**Reading text:**
+--
Removal of a mast cell tumour from Pixie’s leg happened earlier this year. She recovered quickly. Then, at the start of October, a new swelling appeared: the tumour was back. This time the surgery was much more extensive.
Doma explained that the options for Pixie are not easy,
“The vet discussed more surgery including leg amputation, chemotherapy or a novel new therapy which might give her extra time. I wish that I could give Pixie many, many years safe and happy with me and her adoptive schnauzer sisters Darwin and Darcie. But I am choosing not to put Pixie through any further treatment. It traumatises her every time we go to the vets. She doesn’t understand why she’s in pain and can’t go for the walks that she loves.
It has not been easy this time for Pixie. Wound healing is a real issue. She’s on 3 different pain medications, antibiotics and antihistamines. If the vet is correct, we may have 6 months together if we do no more treatment. It could be a year if we tried the additional treatments, with no guarantees. But, what we do know is that more treatment would be very traumatic for Pixie.
So, hard as it has been to reach this decision, I am choosing to help her through the extensive recovery she faces from the surgery and then we will live the rest of the best life possible that we can enjoy together.
This decision is for Pixie. It is not easy when there are other possible choices. But, just because we can, does not mean that we should. It is not because I wouldn’t do everything I could to give her the best and longest time with me, I absolutely would. But, I know that for Pixie, her remaining time is best spent enjoying her life at home with us. We will enjoy our walks, safe in her feeling of love and security she has at home.
It breaks my heart and I dread the decisions to come. I am choosing this route through this heartbreaking time, a route where Pixie will enjoy the next few weeks and months. I am choosing for Pixie because she can’t. But, I know that she clearly tells me when she feels safe and when she does not. And I respect this, and her, and this is the choice I make, for my beautiful Pixie.”
Difficult decisions and social media
It can be incredibly difficult to know what decisions to make. Especially in the immediate, sometimes urgent and often highly emotional time of making medical choices. For some, treatments like chemotherapy are positive options, for others they are not. All this becomes harder with the presence of social media in our lives, as it can be easy to feel that perhaps we should take every option offered. And if we don’t, or can’t, somehow we are failing our dogs. Owners deserve empathy and kindness, whatever decisions they make.
Every situation is unique. Each case is different and every dog deserves understanding as an individual. This, I feel is all too easily lost when social media is involved. I’ve spoken with people who have doubted themselves and their decisions, sometimes following casual comments on social media. It can be heartbreaking to wrestle with that doubt. For Doma and Pixie, a decision has been reached which Doma knows is in Pixie’s best interest, putting everything that she understands about her beloved dog into the choices she has to make.
Publicly sharing less about the ins and outs of a dog’s medical situation, can make treatment decisions easier, or at least less complicated and emotionally confusing. Uninvited – or even invited – advice and opinions can sow doubt, confuse, or frankly, be unhelpful. Nobody knows their dog’s medical situation better than an owner and their vet. It is always better in my view to make decisions privately, with guidance from the professionals involved. And, it is always ok to question, respectfully, the professionals, to get to the right decision for our dogs.
+--
**Information:**
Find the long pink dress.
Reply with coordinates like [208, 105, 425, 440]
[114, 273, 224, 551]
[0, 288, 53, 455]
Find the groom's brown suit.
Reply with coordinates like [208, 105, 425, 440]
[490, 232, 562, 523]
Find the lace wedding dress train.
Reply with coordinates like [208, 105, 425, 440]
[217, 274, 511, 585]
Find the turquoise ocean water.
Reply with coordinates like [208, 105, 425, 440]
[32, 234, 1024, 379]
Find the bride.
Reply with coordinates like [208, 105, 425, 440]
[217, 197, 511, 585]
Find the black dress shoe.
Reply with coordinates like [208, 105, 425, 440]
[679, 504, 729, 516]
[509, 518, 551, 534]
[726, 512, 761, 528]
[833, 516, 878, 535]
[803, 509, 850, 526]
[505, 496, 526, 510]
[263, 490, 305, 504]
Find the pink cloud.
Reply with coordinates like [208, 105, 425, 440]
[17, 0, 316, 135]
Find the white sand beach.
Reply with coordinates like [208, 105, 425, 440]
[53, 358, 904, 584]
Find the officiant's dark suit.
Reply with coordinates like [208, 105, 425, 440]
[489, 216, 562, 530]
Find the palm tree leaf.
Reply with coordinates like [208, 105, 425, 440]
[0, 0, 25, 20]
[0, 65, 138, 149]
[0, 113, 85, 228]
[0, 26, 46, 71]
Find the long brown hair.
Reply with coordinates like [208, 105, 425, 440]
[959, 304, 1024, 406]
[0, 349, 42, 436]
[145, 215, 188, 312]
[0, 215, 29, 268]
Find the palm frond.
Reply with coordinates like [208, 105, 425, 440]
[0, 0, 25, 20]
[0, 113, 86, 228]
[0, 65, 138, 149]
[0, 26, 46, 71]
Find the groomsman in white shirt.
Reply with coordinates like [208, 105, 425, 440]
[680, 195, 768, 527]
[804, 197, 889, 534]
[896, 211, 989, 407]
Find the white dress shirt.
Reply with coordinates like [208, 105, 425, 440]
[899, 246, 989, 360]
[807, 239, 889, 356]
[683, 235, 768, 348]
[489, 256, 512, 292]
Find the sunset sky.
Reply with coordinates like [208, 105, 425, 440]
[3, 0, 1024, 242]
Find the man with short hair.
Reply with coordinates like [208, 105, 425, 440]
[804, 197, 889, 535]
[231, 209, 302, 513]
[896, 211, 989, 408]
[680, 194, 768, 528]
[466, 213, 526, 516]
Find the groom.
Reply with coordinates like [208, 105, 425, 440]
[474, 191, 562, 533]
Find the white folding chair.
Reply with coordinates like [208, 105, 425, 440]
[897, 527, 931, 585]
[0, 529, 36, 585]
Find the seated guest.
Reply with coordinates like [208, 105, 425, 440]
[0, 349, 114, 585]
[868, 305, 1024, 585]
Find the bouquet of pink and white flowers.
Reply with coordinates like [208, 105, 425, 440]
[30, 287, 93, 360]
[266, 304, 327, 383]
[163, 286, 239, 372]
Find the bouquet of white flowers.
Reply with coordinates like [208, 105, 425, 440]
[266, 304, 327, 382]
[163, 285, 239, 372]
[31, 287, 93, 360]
+--
**Problem A:** In the passage about Pixie, copy the stretch from "Publicly sharing less" through "for our dogs." word for word.
**Problem B:**
Answer these questions from the passage about Pixie.
(i) What are the names of Pixie's adoptive schnauzer sisters?
(ii) How many different pain medications is Pixie on?
(iii) According to the passage, who knows a dog's medical situation better than anyone?

**Exercise solution A:**
Publicly sharing less about the ins and outs of a dog’s medical situation, can make treatment decisions easier, or at least less complicated and emotionally confusing. Uninvited – or even invited – advice and opinions can sow doubt, confuse, or frankly, be unhelpful. Nobody knows their dog’s medical situation better than an owner and their vet. It is always better in my view to make decisions privately, with guidance from the professionals involved. And, it is always ok to question, respectfully, the professionals, to get to the right decision for our dogs.

**Exercise solution B:**
(i) Darwin and Darcie
(ii) 3
(iii) An owner and their vet